## Texto proporcionado:
____

La lectora ciega es un canto a la vida, un libro coral en el que la acompañan los escritores a los que admira desde que con cuatro años empezó a leer. Hay una cita que Gloria Fuertes parece que dejó escrita para ella: “Todo el pasado se quiere apoderar de mí y yo me quiero apoderar del futuro”. Porque de eso va su libro: de la necesidad de apretar los dientes y tirar para adelante cuando la vida nos juega malas pasadas, en lugar de refugiarnos en la habitación oscura de la melancolía. De defender la alegría. De reinventarse.
El prólogo, “La admirable alegría de Paqui Ayllón”, es de Elvira Lindo. Paqui cree en las hadas gracias a Ana María Matute y está convencida que fue una de ellas la que un día propició el encuentro con Elvira en una sala llena de libros. Tampoco tiene mucho mérito, la verdad, su fe en esos seres femeninos fantásticos con poderes sobrenaturales, porque ella forma parte del gremio. Como su perro guía Meadow es el ayudante canino que su Ángel de la Guarda tiene contratado para tomarse de vez en cuando un café tranquilo.
Si tienen que encargarle algún libro a los Reyes Magos, yo les recomiendo “La lectora ciega”. Está uno hasta el gorro de libros de autoayuda escritos por gurús serenísimos, forrados hasta los dientes, que creen que lo saben todo y pontifican desde sus lujosas atalayas tocando el Nirvana con las manos. El de Paqui habla de una mujer humilde y agradecida, de la vida y de la esperanza, que es la vida misma, la suya, defendiéndose con las armas de la literatura, la música y la amistad. Menos pontífices millonarios y más Paqui. Menos Prozac y más Ayllón.

____

## Tu tarea:
Pasa al inglés esta oración de la reseña sobre «La lectora ciega»: «El prólogo, “La admirable alegría de Paqui Ayllón”, es de Elvira Lindo.» El listado no tiene nada que ver con la reseña.

## Datos proporcionados:
____

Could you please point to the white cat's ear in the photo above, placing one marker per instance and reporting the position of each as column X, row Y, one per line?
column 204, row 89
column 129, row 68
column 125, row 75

____

## Ejercicio resuelto:
The prologue, “La admirable alegría de Paqui Ayllón,” is by Elvira Lindo.